=== Section Start ===
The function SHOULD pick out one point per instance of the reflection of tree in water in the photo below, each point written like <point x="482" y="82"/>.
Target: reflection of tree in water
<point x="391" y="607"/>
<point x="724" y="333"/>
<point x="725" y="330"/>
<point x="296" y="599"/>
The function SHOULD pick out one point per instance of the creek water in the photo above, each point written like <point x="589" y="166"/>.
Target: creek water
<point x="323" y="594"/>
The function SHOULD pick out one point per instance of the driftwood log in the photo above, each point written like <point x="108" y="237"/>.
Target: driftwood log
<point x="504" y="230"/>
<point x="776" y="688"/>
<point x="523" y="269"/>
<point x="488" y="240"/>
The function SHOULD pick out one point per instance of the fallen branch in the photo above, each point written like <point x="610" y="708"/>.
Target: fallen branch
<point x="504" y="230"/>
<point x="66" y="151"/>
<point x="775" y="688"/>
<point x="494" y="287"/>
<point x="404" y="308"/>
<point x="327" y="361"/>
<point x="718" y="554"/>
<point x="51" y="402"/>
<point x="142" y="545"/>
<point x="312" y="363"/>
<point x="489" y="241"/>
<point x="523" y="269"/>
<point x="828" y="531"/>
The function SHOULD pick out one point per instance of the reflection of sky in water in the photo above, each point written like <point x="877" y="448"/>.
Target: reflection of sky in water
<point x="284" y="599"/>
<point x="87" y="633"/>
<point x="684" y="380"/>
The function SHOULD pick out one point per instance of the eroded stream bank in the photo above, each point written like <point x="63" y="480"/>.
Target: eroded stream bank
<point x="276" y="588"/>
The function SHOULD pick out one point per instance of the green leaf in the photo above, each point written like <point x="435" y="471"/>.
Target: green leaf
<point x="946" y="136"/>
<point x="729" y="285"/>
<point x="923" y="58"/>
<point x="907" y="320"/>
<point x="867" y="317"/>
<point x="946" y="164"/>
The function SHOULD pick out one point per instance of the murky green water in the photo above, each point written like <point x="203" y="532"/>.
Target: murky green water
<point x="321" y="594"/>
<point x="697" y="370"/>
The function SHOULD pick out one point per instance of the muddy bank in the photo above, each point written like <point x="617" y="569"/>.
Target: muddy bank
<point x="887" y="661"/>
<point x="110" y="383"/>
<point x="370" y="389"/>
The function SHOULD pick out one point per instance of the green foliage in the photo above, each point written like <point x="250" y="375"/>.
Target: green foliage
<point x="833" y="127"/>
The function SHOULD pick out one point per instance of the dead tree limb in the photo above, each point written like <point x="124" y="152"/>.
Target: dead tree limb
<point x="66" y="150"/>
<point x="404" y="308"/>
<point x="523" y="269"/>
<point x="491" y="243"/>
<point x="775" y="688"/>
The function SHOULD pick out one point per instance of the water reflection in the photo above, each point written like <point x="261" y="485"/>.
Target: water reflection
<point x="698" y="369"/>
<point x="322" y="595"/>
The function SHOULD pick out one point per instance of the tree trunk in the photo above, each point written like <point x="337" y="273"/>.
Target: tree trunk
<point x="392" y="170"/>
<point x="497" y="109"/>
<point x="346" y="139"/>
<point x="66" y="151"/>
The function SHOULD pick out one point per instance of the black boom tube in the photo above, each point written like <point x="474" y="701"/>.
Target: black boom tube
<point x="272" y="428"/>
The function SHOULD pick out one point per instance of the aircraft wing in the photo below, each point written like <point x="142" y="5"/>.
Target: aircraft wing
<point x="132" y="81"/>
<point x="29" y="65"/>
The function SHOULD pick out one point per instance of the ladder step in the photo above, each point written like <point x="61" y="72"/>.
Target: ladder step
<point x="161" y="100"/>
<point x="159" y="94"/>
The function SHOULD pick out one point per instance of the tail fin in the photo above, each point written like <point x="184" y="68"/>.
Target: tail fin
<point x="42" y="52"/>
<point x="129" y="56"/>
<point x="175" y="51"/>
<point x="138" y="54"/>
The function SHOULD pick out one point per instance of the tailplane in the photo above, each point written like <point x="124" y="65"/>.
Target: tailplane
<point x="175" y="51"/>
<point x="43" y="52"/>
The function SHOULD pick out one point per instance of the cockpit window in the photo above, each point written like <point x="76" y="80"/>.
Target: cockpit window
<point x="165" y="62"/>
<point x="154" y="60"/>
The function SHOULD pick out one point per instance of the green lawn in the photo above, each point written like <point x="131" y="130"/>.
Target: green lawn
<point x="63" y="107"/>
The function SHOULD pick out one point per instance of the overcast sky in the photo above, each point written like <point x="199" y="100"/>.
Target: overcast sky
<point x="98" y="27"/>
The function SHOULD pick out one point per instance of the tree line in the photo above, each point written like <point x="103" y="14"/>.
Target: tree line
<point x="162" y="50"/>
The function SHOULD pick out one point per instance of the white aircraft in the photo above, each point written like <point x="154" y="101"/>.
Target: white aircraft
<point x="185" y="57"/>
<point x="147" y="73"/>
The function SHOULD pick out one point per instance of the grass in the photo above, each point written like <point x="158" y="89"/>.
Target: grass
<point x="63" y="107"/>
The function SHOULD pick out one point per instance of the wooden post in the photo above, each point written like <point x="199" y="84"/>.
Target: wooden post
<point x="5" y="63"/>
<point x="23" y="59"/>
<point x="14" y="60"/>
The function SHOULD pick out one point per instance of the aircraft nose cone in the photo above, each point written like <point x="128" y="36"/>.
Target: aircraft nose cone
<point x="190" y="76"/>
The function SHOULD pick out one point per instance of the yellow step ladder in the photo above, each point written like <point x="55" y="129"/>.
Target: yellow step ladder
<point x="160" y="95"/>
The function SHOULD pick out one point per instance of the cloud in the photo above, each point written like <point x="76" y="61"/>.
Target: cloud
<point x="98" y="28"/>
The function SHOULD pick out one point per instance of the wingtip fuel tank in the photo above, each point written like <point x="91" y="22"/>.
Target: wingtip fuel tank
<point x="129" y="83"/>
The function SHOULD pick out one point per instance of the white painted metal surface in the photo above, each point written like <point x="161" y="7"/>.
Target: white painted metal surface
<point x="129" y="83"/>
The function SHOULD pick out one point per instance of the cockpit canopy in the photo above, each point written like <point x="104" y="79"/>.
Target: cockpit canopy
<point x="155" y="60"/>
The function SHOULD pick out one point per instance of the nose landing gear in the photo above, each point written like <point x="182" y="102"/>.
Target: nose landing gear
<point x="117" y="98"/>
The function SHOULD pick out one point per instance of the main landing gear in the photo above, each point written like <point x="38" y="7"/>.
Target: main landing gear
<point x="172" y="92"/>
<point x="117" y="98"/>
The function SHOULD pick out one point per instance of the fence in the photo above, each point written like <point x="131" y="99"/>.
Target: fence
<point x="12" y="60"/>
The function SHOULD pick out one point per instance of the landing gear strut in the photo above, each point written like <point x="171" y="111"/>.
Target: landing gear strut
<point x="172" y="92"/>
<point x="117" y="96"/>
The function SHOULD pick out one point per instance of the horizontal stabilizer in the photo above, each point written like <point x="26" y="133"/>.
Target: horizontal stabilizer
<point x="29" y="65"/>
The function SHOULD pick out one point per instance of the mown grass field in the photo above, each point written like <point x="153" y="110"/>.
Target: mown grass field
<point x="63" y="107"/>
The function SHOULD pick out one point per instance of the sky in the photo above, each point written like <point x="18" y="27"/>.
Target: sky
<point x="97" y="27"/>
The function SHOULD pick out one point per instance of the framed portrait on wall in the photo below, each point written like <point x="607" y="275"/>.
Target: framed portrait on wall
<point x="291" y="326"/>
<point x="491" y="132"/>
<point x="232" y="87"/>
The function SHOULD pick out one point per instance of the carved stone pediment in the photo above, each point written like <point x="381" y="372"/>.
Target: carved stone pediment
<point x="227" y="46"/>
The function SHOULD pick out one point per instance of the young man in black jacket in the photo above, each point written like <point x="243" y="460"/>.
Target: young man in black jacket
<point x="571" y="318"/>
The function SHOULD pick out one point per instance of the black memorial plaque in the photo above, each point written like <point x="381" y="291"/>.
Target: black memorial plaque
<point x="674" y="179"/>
=== Section End ===
_Task instructions_: Where the data above reaches the line holding "the white aircraft", begin printing, and stop after the line holding "of the wingtip". Each line must be reproduced exactly, with nothing else added.

_Solved problem_:
The function SHOULD pick out one point per instance of the white aircraft in the photo above, each point written like <point x="154" y="101"/>.
Target: white aircraft
<point x="185" y="57"/>
<point x="147" y="73"/>
The function SHOULD pick out one point per instance of the grass in the photo above, each point written like <point x="158" y="89"/>.
Target: grass
<point x="63" y="107"/>
The function SHOULD pick out one point per instance of the wooden post in the photo above, each point written like <point x="199" y="84"/>.
Target: wooden post
<point x="5" y="63"/>
<point x="23" y="59"/>
<point x="14" y="60"/>
The function SHOULD pick out one point per instance of the aircraft nose cone in the photo above, each point written like <point x="128" y="36"/>.
Target: aircraft nose cone
<point x="190" y="76"/>
The function SHOULD pick out one point per instance of the yellow step ladder in the photo above, each point written like <point x="55" y="129"/>.
Target: yellow step ladder
<point x="160" y="95"/>
The function SHOULD pick out one point per instance of the cloud in the photo above, each point written like <point x="76" y="61"/>.
Target: cloud
<point x="98" y="28"/>
The function SHOULD pick out one point per instance of the wingtip fuel tank in the photo above, each point written like <point x="91" y="22"/>.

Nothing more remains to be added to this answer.